The pandemic and the subsequent lockdown have further destroyed a large part of economic activities, that severely impacted on the living conditions of the vast majority of our people.
The first death due to the pandemic, in the world, was reported at end of December 2019 in Wuhan, China. The whole world was put on alert of the possible global spread and many countries had started taking certain containment measures. But in India, no such containment activity was undertaken then.
The first positive case in India was reported on January 30 in Kerala. The LDF government in Kerala, soon after the global alert, began preparations anticipating that when people, particularly students from Kerala, will return from Wuhan and other parts of the world, they may carry the deadly virus. Even before the positive case was noticed, by January 20, district control centres started functioning.
The Central government did not take any measures in the whole month of February and first three weeks of March. During this period, big events were held with large assembly of people where none of the precautionary measures like physical distancing, masks and sanitisers were used. In fact, there was no social awareness campaign on these measures. The month of February and March saw the large gathering at Ahmedabad welcoming US President Donald Trump. Lakhs of people were mobilised for Namaste Trump event on February 24, 2020 at the Sardar Patel Stadium in Ahmedabad. The Tabligh Markaz with delegates coming in from countries where the pandemic was on the rise like Malaysia, Indonesia etc took place in Delhi. The organisers of these events were irresponsible in going ahead with the event under these circumstances. However, all due permissions and visa clearances for these events were granted by the Central government. In contrast, the Maharashtra government had refused them permission for a similar event. The Parliament continued to be in session till March 23, when it was adjourned sine die. On the same evening, the BJP government was sworn-in in Madhya Pradesh, after the toppling of a democratically-elected government, through horse-trading. Large gathering was there at the public swearing in ceremony in Bhopal.

### Prompt 1
Answer these questions using the text on India's pandemic response.
(a) Where and when was the first death from the pandemic reported?
(b) On what date, and in which state, was India's first positive case reported?
(c) Until what date did Parliament stay in session?
### Prompt 2
Rewrite the text on India's pandemic response from "The pandemic and" to "was undertaken then.", substituting "epidemic" for each "pandemic".

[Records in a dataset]

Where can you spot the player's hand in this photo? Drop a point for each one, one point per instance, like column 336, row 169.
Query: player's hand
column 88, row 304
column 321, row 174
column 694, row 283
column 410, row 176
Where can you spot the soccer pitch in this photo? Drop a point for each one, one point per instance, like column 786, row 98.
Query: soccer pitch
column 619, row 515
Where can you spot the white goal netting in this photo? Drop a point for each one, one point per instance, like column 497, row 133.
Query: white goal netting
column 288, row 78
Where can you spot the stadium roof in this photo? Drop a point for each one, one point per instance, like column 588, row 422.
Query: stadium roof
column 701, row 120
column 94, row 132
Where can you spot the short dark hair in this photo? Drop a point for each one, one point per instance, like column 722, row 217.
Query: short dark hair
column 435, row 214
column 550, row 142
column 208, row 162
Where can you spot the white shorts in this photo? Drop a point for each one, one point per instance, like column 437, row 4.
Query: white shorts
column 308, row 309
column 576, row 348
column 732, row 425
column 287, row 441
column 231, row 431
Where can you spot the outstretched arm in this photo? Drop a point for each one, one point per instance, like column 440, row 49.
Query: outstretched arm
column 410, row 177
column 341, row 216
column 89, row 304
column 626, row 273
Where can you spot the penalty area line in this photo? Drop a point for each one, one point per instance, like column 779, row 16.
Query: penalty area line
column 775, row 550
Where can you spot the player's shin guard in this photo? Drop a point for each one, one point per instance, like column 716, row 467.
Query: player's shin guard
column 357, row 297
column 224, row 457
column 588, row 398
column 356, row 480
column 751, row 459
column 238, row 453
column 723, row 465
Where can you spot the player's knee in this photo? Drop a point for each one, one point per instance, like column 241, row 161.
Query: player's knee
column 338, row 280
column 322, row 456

### Exercise solution 1
(a) In Wuhan, China, at the end of December 2019.
(b) On January 30, in Kerala.
(c) Until March 23.

### Exercise solution 2
The epidemic and the subsequent lockdown have further destroyed a large part of economic activities, that severely impacted on the living conditions of the vast majority of our people.
The first death due to the epidemic, in the world, was reported at end of December 2019 in Wuhan, China. The whole world was put on alert of the possible global spread and many countries had started taking certain containment measures. But in India, no such containment activity was undertaken then.